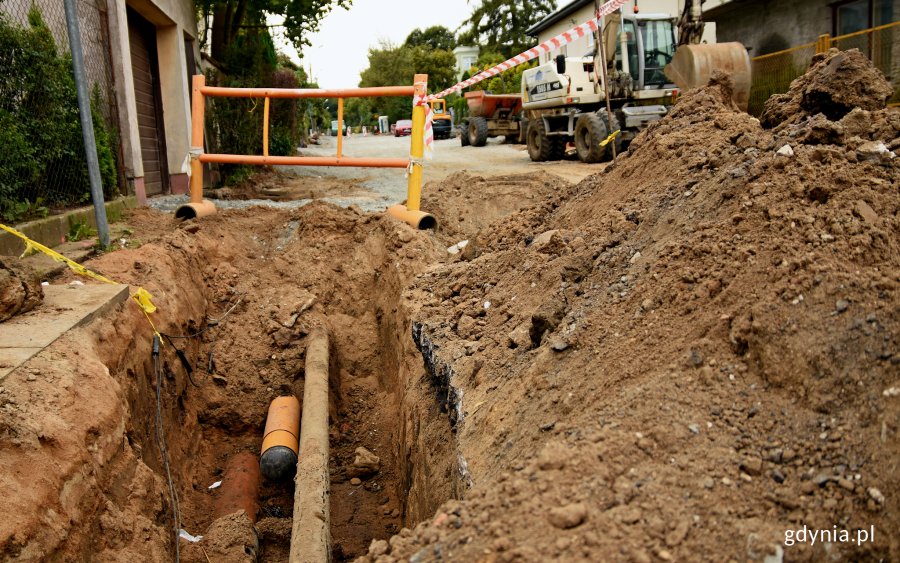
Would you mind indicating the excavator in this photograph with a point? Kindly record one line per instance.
(565, 100)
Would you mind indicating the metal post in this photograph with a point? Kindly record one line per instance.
(87, 123)
(417, 145)
(599, 40)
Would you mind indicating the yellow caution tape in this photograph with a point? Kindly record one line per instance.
(607, 140)
(141, 297)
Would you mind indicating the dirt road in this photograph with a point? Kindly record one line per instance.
(376, 189)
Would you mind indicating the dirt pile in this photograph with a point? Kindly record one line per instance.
(693, 352)
(836, 83)
(20, 288)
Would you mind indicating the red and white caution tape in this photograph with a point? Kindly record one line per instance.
(428, 138)
(563, 38)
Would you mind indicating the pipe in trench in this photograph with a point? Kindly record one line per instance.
(311, 532)
(278, 459)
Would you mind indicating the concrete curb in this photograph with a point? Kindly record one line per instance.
(51, 231)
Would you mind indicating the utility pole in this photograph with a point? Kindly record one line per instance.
(87, 123)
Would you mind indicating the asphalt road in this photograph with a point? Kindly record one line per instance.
(376, 189)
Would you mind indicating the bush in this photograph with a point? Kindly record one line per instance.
(41, 147)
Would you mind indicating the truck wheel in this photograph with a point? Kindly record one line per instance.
(590, 131)
(540, 146)
(611, 127)
(478, 131)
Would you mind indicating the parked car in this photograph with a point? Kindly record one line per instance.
(403, 127)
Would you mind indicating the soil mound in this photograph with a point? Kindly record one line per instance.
(692, 352)
(20, 288)
(835, 84)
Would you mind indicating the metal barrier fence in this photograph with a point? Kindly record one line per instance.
(42, 161)
(774, 72)
(410, 212)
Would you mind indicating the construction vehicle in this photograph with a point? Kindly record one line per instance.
(491, 115)
(565, 99)
(442, 122)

^^^^

Scale the listing from the line containing "Would you mind indicating the parked" through the end of the listing, and write out only those lines again, requests included. Multiply every coordinate in the answers by 2.15 and round each to the nearest whole number, with halves rounding up.

## CORRECT OUTPUT
Would you mind indicating the parked car in this photograph with a point? Kindly record one line per instance.
(866, 273)
Would you mind indicating the soil mound in this photograph with a point? Kindly record one line per instance.
(1488, 757)
(43, 619)
(1795, 181)
Would you mind indicating the metal barrier fence in this photograph with a point? Kindly record one line per instance.
(90, 346)
(1664, 155)
(882, 456)
Would you mind indicating the construction vehicle in this photograph with a point? Kindly record one line per instance.
(1056, 247)
(1215, 213)
(950, 262)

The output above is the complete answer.